[Start of INFORMATION SHOWN]
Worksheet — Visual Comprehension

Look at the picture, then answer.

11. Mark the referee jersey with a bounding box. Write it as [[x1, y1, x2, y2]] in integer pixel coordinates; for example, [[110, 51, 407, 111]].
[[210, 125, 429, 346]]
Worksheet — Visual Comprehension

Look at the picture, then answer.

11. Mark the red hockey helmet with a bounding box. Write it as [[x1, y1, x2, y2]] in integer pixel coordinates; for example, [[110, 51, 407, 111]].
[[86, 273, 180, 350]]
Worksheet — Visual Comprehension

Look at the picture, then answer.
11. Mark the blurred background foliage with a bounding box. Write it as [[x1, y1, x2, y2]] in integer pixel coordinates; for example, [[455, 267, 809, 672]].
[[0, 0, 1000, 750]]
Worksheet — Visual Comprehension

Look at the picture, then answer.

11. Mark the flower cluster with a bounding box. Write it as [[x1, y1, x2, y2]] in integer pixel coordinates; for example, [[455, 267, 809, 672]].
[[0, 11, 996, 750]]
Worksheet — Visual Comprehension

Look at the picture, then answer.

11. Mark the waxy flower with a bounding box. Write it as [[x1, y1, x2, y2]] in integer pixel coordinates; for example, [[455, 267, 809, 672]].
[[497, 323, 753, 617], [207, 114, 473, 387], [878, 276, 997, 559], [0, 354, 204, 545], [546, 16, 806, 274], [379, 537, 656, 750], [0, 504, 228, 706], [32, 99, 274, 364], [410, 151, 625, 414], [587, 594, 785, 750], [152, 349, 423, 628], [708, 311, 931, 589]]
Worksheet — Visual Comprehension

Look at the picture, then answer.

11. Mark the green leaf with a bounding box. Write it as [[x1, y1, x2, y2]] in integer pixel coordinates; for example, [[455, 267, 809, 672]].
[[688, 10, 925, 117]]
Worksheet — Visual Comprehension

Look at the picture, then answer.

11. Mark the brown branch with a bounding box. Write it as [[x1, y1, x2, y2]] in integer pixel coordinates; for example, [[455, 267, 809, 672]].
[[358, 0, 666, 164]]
[End of INFORMATION SHOWN]
▶ **SHORT TASK**
Rewrite the listing above with "bounding box" swapped for "rectangle" everywhere it appears, leaving every other word unchanged.

▶ **FINISHED ANSWER**
Worksheet — Visual Comprehension

Look at the picture, then answer.

11. Mark the referee jersey with a rectangle. Write it as [[x1, y1, x2, y2]] in integer pixel coordinates; for example, [[110, 51, 407, 111]].
[[210, 125, 429, 346]]
Worksheet — Visual Comprehension

Look at the picture, then answer.

11. Mark the red hockey helmet with a rectangle. Write it as [[x1, y1, x2, y2]] in integer pixel coordinates; for example, [[110, 51, 407, 111]].
[[86, 273, 180, 350]]
Worksheet — Visual Comprehension

Look at the picture, then answer.
11. Mark the blurred background foliage with a rectangle. Write it as [[x1, y1, x2, y2]] in integer pixel coordinates; for example, [[455, 267, 809, 672]].
[[0, 0, 1000, 750]]
Worksheet — Visual Comprehension

Look at the picture, then answer.

11. Mark the flower cluster with a rectangle. Write it as [[x1, y1, x2, y2]] in integer pixel coordinates; for example, [[455, 267, 809, 672]].
[[0, 11, 996, 750]]
Worksheet — Visual Comprehension

Look at the picture, then answer.

11. Mark the waxy flower with a rectangle. Write it as [[x1, y1, x2, y2]] in integer pixel coordinates; for example, [[455, 267, 809, 672]].
[[497, 323, 753, 617], [207, 114, 473, 387], [878, 276, 997, 559], [0, 354, 204, 545], [546, 16, 806, 274], [379, 537, 656, 750], [0, 504, 228, 706], [32, 99, 274, 364], [410, 151, 625, 414], [587, 594, 785, 750], [152, 349, 423, 628], [708, 311, 931, 589]]
Worksheet — Visual Comprehension

Look at the picture, then answer.

11. Mark the green leaf with a rectangle. Write it as [[x1, y1, x2, y2]] in integer pixel coordinates; for example, [[455, 267, 809, 672]].
[[688, 10, 925, 117]]
Worksheet — Visual Comprehension

Look at the picture, then answer.

11. Mark the brown branch with a rectangle. Write it as [[x1, y1, x2, y2]] in integer pixel coordinates; for example, [[455, 267, 809, 672]].
[[358, 0, 666, 164]]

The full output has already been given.